- GIVEN ENTRIES
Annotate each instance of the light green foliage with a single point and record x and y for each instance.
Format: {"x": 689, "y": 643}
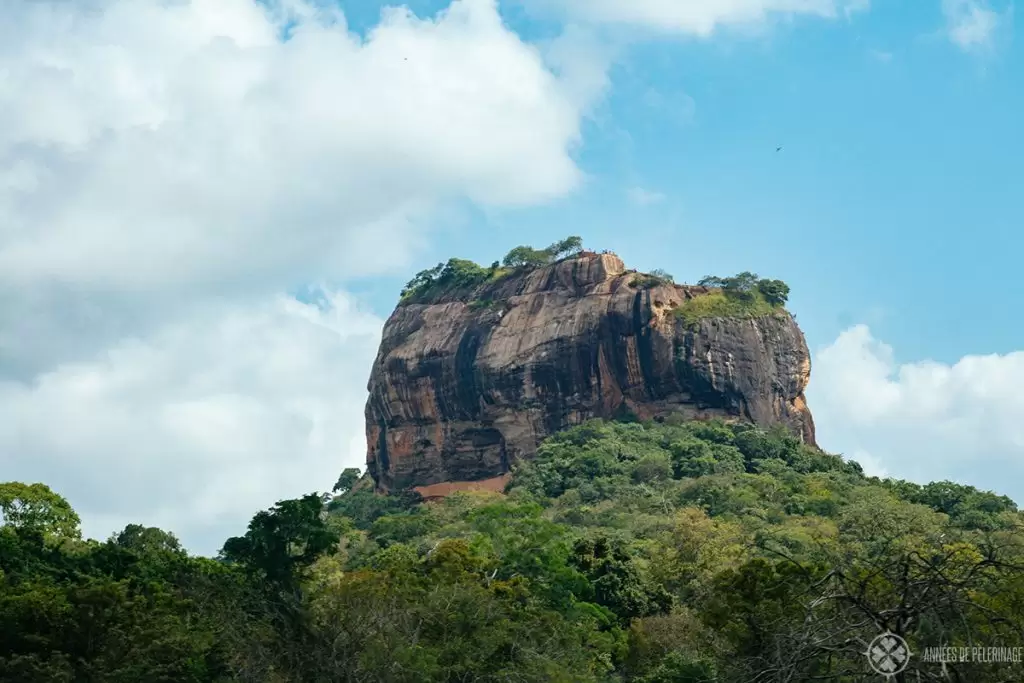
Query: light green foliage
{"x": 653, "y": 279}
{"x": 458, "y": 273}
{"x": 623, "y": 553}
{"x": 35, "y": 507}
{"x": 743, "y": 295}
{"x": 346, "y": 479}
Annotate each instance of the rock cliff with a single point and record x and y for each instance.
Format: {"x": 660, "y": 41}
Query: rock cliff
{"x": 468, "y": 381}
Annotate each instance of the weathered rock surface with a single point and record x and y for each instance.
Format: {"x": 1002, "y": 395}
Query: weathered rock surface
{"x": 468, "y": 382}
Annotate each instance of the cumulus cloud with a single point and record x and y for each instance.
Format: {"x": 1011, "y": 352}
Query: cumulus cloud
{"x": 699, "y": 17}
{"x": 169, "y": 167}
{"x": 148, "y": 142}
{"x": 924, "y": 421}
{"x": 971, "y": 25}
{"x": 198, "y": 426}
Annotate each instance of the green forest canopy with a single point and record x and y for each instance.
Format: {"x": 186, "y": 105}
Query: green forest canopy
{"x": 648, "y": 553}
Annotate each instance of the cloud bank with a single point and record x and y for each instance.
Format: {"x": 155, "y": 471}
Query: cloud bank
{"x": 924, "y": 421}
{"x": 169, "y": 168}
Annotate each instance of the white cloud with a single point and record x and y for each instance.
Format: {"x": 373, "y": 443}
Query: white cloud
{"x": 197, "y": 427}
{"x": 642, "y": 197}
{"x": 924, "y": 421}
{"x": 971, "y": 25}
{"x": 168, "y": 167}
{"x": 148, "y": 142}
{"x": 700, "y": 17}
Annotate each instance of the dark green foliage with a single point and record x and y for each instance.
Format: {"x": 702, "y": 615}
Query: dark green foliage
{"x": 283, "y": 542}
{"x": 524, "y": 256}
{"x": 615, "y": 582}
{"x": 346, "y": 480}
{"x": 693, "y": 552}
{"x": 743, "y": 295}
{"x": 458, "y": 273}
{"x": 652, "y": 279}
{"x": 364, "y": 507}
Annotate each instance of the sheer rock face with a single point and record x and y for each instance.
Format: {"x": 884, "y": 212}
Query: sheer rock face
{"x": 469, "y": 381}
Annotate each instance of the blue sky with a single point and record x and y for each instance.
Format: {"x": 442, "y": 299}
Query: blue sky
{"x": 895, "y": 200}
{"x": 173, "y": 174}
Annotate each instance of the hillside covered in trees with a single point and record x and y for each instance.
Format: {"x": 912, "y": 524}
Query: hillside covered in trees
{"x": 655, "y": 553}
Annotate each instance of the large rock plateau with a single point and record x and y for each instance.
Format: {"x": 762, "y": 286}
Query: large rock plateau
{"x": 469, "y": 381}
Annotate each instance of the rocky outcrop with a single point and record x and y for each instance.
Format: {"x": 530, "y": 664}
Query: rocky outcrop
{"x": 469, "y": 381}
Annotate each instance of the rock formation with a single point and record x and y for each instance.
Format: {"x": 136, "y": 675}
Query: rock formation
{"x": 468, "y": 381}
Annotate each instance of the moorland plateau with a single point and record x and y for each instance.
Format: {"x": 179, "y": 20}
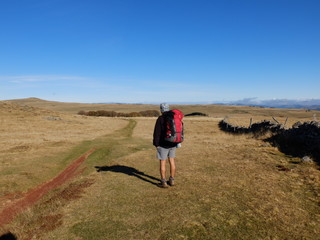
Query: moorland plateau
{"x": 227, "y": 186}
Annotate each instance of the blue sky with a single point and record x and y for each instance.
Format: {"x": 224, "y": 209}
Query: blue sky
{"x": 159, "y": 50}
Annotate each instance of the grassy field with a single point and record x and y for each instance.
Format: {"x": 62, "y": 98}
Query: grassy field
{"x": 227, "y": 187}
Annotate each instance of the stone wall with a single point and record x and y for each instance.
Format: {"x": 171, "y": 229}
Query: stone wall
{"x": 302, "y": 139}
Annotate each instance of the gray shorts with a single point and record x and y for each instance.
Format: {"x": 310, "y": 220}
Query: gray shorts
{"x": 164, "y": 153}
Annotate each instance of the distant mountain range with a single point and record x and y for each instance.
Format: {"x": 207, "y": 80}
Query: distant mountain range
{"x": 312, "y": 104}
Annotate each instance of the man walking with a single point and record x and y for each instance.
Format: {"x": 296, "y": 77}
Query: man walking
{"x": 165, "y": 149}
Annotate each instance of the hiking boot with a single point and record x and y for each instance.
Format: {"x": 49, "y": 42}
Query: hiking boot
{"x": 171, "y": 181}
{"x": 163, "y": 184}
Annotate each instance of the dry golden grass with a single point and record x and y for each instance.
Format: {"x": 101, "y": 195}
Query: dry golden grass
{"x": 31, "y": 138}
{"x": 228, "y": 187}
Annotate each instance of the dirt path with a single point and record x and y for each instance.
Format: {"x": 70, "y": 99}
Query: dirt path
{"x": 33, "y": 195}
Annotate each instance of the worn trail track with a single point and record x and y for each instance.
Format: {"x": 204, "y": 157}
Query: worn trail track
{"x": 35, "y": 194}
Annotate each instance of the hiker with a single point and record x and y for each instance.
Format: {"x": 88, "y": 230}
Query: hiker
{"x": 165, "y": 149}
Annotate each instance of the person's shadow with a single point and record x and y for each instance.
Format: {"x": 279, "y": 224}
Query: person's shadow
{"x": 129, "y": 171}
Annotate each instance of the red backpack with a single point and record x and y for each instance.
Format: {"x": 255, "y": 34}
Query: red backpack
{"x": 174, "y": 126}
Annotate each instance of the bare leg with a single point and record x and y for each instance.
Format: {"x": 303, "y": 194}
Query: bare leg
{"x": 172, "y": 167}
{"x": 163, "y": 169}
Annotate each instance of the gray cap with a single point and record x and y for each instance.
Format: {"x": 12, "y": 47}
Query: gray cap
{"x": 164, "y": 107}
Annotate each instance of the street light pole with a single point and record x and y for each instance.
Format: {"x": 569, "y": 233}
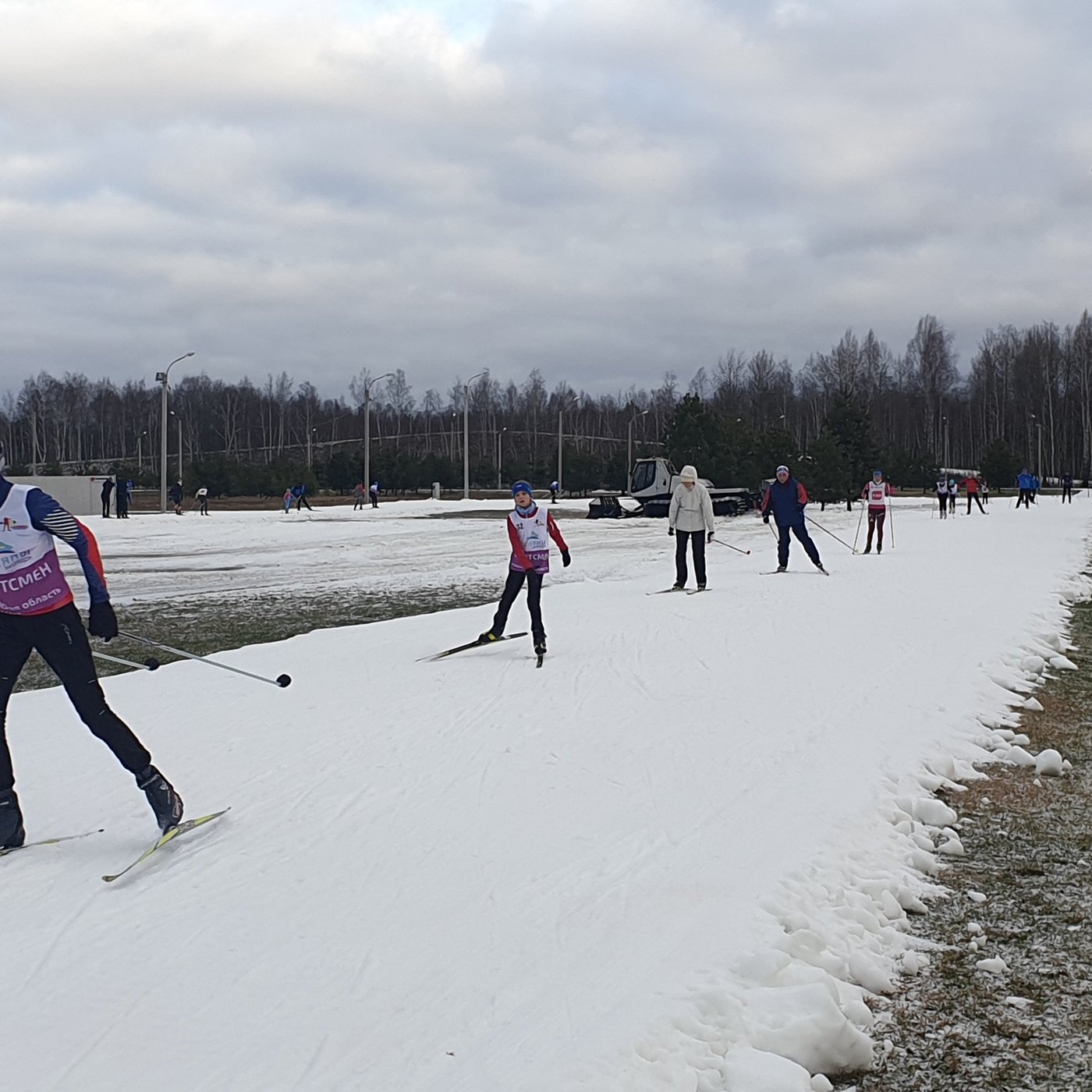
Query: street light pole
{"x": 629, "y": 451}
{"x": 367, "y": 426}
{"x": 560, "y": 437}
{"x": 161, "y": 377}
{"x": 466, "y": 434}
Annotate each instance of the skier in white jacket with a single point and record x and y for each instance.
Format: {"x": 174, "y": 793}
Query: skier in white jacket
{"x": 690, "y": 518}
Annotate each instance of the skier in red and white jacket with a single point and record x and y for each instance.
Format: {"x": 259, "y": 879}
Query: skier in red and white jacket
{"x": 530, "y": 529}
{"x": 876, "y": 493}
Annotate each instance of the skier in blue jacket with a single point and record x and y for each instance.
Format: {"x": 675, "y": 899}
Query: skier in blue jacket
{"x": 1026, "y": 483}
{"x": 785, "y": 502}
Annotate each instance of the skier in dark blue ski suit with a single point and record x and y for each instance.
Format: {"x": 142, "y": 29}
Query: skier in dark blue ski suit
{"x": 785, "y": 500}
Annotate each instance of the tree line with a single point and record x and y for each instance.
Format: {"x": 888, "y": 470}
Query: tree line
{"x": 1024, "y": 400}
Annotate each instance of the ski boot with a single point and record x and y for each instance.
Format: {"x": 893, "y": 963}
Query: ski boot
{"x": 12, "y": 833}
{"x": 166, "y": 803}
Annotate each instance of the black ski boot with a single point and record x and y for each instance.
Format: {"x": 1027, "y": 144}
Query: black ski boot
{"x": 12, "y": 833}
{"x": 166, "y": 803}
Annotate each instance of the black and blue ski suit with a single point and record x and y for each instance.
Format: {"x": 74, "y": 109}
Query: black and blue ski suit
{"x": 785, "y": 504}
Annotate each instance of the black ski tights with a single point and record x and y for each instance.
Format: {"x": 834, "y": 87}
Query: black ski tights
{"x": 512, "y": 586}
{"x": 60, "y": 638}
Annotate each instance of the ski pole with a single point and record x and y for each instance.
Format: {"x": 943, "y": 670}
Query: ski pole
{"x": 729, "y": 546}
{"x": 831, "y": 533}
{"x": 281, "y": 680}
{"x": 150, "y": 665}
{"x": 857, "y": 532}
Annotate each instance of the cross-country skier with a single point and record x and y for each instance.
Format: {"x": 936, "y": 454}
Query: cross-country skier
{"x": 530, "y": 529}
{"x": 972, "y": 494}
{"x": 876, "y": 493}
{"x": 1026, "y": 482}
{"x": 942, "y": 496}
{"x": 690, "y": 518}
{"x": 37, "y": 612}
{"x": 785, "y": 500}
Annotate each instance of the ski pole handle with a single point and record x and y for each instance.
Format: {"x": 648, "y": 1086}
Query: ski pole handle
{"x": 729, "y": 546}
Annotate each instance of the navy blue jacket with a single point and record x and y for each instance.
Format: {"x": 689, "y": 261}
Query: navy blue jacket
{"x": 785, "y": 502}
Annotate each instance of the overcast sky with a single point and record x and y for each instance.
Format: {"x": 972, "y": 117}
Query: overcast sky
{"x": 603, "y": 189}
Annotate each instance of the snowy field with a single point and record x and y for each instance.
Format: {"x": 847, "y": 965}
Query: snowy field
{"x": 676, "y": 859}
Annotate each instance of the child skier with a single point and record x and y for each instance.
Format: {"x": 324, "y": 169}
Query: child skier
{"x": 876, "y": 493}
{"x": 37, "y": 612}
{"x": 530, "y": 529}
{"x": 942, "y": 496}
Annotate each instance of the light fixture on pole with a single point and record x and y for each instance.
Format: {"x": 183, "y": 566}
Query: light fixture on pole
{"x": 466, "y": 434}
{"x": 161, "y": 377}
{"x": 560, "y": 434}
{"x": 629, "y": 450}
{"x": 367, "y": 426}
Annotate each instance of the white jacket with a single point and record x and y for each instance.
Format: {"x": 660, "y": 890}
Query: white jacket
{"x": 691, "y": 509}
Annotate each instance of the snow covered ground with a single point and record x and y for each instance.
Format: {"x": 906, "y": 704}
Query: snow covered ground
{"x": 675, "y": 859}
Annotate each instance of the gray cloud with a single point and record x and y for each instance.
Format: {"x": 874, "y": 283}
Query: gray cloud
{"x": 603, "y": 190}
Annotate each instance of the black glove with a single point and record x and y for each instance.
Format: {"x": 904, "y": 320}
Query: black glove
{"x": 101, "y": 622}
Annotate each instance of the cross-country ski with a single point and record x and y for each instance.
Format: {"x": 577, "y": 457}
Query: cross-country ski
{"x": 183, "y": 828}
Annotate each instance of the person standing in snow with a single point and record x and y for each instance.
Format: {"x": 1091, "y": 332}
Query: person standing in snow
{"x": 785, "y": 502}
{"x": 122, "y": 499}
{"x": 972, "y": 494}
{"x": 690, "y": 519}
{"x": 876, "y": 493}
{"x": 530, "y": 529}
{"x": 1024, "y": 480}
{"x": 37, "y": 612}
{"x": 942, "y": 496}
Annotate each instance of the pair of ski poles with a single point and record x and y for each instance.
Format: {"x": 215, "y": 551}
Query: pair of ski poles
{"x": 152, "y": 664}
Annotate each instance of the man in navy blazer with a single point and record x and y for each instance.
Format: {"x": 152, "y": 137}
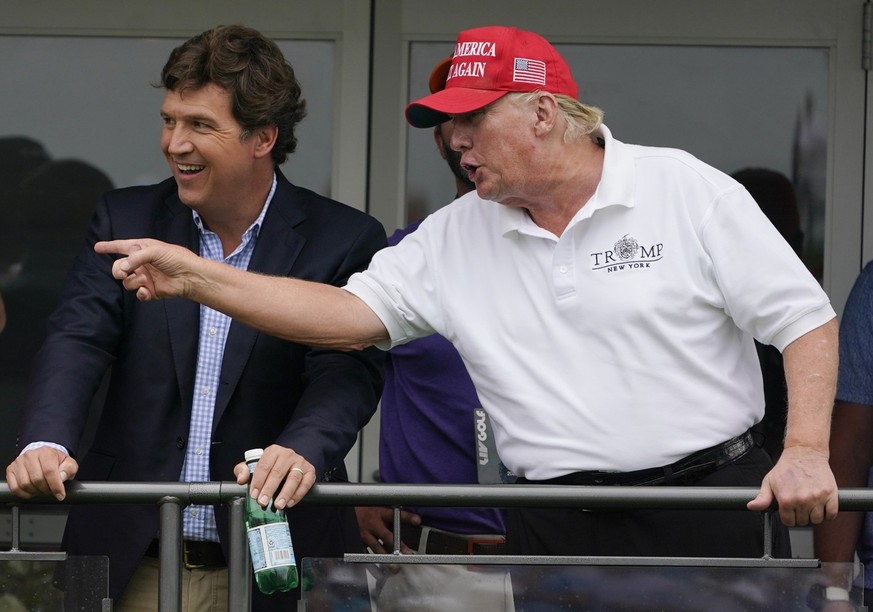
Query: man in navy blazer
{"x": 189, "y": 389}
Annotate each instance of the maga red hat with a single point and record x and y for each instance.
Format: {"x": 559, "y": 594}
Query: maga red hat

- WORK REQUIRED
Output nothing but the lines from the line with "Annotate each instance of the person standing" through the last line of the material above, please, word for word and without the pictures.

- FINAL RESULT
Annotate each instance of the person standing in snow with a single point and record x and y for each instance.
Format: {"x": 1091, "y": 332}
Query: person standing in snow
{"x": 785, "y": 502}
{"x": 122, "y": 499}
{"x": 972, "y": 494}
{"x": 690, "y": 519}
{"x": 876, "y": 493}
{"x": 530, "y": 529}
{"x": 1024, "y": 480}
{"x": 37, "y": 612}
{"x": 942, "y": 496}
Annotate each instance of the pair of ski poles with a single point and record x and y for each instance.
Format: {"x": 215, "y": 551}
Query: pair of ski poles
{"x": 152, "y": 664}
Annotate each instance of the man in navy blazer with a single point and record x and y for each instance.
Format: {"x": 152, "y": 137}
Query: man in navy blazer
{"x": 189, "y": 389}
Annotate each instance of the maga red hat with a single point and record x and y for each instance.
Format: {"x": 559, "y": 594}
Query: maga red hat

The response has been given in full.